**Provided data**
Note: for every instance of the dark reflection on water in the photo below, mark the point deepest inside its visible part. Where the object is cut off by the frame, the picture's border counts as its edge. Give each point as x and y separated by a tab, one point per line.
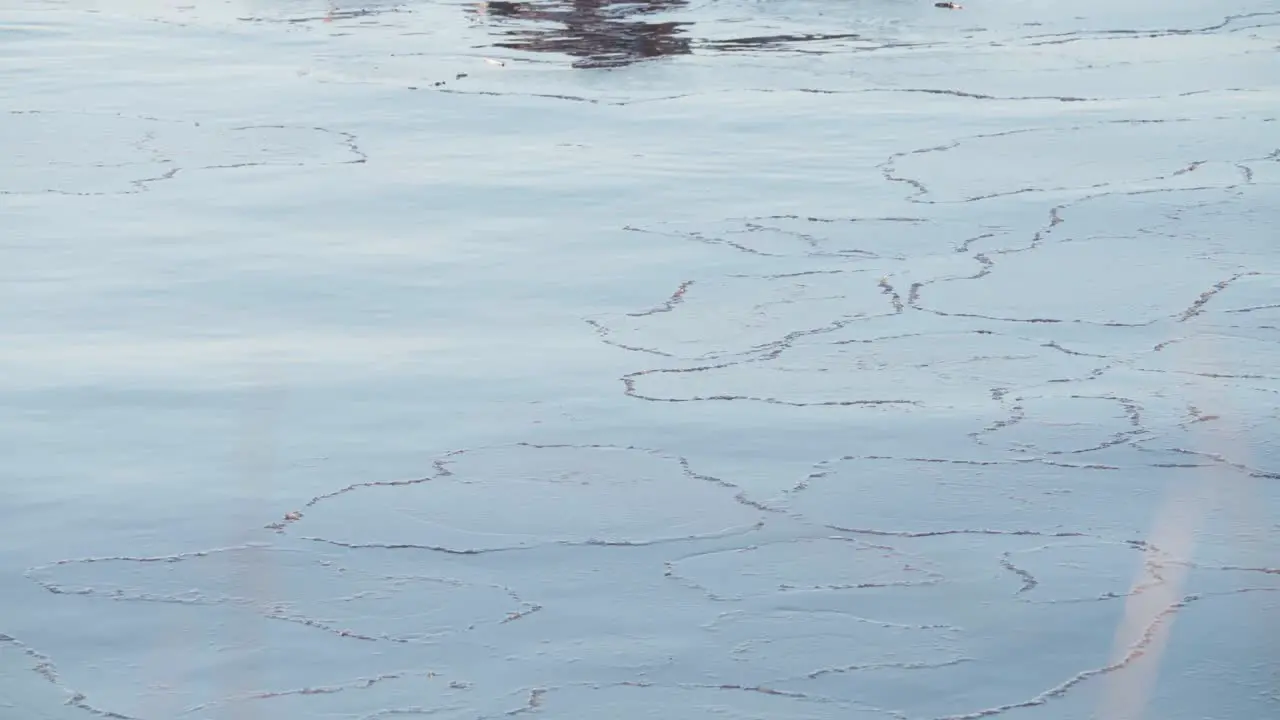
598	33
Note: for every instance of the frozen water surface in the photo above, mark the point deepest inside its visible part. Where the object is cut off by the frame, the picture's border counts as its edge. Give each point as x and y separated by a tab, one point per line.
684	359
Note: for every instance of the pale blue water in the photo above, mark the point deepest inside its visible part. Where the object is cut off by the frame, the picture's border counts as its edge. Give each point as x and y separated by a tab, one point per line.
711	359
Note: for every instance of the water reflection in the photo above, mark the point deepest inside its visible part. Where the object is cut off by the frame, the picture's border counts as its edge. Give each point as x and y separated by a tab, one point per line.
598	33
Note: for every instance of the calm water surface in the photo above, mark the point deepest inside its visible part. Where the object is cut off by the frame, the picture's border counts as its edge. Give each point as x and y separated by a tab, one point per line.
748	359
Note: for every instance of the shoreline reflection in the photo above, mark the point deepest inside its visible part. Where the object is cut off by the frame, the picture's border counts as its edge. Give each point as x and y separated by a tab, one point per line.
597	33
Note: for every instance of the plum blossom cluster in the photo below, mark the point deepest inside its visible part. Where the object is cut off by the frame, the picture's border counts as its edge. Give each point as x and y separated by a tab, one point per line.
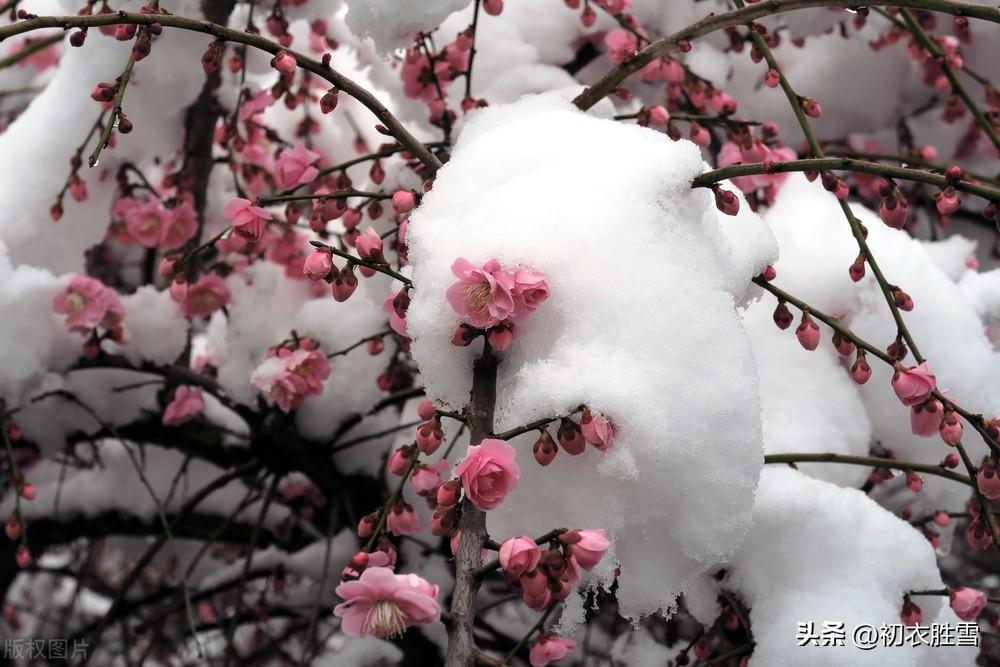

**What to do**
Please copy, exactly and only, the lines of the listing that run from the one holding "Note: for every instance of the calm" through its last line, and exclude pictures.

**The completed task**
Note: for every instance of the calm water surface in the photo above, mark the point deepest inside its visible part. Where the object is cut off by the frame, the picture's border counts as its edge. Give each point as x and y separated by a tab, one point per line.
748	359
Note: for every instance of the shoreline reflection in the photo above, mark the point deepest inside its visible part. Where the object is cut off by the frame, the picture's border counts as its edge. Give each point as x and y separated by a tab, one point per line.
597	33
Note: for every instance of the plum blossom cluster in the photo below, mark the point deepest inside its visible part. Where the object is cut off by the frame, the picture's border counts as its edge. Give each point as x and y separated by a tab, one point per line.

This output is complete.